ASSIGNED TASK → Pull out every line in the data below that contains the string "after", treating uppercase and lowercase as different.

SOURCE INFORMATION →
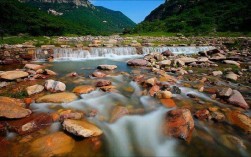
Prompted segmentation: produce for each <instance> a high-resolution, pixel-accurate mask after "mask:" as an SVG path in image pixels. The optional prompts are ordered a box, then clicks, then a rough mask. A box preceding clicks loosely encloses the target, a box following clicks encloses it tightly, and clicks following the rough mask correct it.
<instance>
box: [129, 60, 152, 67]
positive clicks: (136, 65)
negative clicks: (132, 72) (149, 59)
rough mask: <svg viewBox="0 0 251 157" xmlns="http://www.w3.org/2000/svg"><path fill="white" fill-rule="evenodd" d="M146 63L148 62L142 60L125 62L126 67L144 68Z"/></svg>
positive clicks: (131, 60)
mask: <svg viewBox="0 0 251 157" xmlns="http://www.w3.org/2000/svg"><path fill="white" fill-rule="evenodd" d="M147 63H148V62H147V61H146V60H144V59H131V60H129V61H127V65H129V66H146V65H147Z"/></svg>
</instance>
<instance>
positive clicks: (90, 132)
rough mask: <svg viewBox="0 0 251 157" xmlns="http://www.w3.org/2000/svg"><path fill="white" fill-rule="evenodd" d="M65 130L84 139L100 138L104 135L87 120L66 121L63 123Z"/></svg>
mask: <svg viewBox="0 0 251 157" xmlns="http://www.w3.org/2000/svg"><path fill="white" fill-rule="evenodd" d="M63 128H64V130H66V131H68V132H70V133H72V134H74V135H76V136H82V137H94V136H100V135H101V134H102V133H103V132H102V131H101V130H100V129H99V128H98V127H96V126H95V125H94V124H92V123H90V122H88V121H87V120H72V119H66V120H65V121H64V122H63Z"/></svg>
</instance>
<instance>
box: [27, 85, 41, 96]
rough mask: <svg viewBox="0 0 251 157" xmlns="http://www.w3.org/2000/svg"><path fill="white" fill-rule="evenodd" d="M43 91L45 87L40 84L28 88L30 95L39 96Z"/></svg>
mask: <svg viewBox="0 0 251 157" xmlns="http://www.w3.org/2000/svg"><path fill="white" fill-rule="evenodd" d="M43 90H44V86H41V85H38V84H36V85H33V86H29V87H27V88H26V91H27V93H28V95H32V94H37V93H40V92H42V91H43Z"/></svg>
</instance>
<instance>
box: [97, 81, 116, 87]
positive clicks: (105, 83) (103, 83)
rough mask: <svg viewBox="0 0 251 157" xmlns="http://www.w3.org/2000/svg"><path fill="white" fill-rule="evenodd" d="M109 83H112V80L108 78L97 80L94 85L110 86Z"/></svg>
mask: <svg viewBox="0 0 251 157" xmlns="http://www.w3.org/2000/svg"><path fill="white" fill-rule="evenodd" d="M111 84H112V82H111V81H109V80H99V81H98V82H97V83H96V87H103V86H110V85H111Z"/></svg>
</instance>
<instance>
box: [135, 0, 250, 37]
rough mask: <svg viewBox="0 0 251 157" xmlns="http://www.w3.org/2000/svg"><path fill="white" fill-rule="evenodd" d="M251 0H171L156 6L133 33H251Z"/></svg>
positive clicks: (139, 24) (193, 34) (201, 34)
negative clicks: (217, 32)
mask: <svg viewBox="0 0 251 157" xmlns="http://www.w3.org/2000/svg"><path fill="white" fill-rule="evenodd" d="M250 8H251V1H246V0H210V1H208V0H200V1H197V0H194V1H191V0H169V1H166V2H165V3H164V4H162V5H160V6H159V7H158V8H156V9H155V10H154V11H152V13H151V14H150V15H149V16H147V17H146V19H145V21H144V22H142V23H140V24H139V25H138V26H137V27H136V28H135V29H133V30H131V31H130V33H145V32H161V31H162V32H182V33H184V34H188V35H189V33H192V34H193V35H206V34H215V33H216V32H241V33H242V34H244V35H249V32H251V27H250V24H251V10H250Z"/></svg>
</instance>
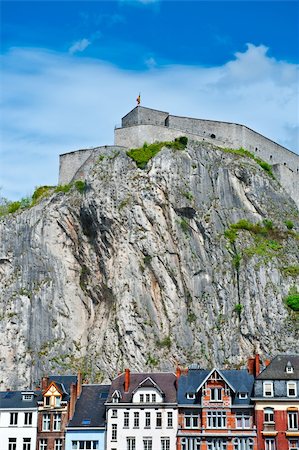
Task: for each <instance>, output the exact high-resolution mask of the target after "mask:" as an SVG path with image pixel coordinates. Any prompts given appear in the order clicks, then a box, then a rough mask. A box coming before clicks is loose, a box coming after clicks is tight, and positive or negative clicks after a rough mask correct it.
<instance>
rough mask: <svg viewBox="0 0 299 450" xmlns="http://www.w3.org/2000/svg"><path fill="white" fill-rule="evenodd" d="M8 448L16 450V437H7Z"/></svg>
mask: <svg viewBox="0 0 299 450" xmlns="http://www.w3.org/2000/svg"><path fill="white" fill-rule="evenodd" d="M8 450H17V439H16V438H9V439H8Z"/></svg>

YOUR SOLUTION →
Prompted segmentation: produce for each <instance> a high-resolution, pixel-accurate mask after "mask:" as an SVG path in image pixels. The optional prompts are ordered a box, then clicks, then a rough mask. A box preceding clicks loosely encloses the target, a box following clicks encloses it tightly, and clicks following the rough mask correct it.
Task: for each <instance>, output the exact high-resolution mask of the target after "mask:" as an SVG path with image pixel coordinates. Any prompts given appear in the order clicks, then a box, then a rough mask. A box coming before clicks is loose, a box coming after clicks is tight, and positive or negative clicks after a rough mask correct it.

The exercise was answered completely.